Do this: Which lines in the listing below contain the string "cactus"? Pull out each of them.

Information supplied:
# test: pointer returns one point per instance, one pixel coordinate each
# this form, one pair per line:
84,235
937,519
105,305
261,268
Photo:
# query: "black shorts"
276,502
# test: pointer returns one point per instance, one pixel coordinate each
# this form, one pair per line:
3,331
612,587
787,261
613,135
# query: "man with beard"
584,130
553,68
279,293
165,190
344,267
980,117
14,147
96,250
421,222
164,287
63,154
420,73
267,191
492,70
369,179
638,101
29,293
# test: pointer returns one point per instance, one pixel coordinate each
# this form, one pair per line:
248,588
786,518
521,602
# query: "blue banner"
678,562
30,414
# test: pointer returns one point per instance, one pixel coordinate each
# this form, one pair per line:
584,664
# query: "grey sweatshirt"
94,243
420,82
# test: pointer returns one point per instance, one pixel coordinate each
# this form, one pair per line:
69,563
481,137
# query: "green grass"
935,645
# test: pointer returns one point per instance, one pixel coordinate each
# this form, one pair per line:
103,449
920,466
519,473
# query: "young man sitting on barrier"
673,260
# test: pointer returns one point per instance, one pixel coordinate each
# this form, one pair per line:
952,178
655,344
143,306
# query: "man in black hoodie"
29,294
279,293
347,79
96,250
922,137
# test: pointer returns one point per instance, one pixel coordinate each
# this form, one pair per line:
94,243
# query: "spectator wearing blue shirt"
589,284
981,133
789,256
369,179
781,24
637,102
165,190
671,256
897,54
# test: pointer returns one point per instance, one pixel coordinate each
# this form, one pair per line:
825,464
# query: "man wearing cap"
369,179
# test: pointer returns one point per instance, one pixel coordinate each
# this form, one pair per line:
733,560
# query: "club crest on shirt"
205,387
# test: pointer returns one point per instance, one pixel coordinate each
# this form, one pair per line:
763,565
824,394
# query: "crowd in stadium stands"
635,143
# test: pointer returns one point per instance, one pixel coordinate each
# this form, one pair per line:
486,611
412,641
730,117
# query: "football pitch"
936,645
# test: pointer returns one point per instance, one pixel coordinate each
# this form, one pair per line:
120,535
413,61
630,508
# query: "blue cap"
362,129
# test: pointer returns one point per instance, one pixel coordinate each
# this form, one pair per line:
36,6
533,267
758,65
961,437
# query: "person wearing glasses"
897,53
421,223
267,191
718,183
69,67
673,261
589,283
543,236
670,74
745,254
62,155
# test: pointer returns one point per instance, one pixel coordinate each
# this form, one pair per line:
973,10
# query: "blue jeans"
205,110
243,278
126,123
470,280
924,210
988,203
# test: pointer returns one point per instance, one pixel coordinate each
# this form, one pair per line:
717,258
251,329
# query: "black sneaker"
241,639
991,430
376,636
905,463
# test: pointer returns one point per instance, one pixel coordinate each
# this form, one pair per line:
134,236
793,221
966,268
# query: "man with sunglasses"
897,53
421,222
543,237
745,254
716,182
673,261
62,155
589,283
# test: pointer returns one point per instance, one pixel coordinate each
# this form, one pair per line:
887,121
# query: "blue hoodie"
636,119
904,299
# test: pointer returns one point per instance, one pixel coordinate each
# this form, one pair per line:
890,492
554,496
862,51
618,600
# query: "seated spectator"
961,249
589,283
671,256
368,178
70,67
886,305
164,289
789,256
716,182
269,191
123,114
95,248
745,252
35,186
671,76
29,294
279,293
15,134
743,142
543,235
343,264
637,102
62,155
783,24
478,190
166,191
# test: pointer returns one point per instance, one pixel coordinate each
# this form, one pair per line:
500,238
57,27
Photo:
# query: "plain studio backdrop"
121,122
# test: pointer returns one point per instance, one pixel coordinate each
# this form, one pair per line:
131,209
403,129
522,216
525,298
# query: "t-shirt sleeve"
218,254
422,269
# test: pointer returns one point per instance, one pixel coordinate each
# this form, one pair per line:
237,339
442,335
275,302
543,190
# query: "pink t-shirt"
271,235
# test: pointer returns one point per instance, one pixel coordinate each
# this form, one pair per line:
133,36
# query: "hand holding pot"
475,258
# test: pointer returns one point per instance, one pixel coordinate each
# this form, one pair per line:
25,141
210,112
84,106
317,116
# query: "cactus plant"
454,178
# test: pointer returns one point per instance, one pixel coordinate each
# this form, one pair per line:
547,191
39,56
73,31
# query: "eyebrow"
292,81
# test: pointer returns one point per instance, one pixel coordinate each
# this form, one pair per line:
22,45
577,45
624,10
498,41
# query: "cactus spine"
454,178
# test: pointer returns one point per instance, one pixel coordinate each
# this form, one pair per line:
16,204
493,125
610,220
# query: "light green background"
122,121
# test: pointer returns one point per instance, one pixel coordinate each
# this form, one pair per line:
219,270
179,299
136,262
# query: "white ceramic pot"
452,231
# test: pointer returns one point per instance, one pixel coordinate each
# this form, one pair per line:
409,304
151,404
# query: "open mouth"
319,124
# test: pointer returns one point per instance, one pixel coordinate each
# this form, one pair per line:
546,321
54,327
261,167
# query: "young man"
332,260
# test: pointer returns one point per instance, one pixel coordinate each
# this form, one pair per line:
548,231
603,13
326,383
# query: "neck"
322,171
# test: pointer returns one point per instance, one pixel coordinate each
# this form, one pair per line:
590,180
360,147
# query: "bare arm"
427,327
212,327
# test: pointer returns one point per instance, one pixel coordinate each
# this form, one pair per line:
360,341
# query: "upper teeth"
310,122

Solution:
# query: "cactus plant"
# query: "cactus spine"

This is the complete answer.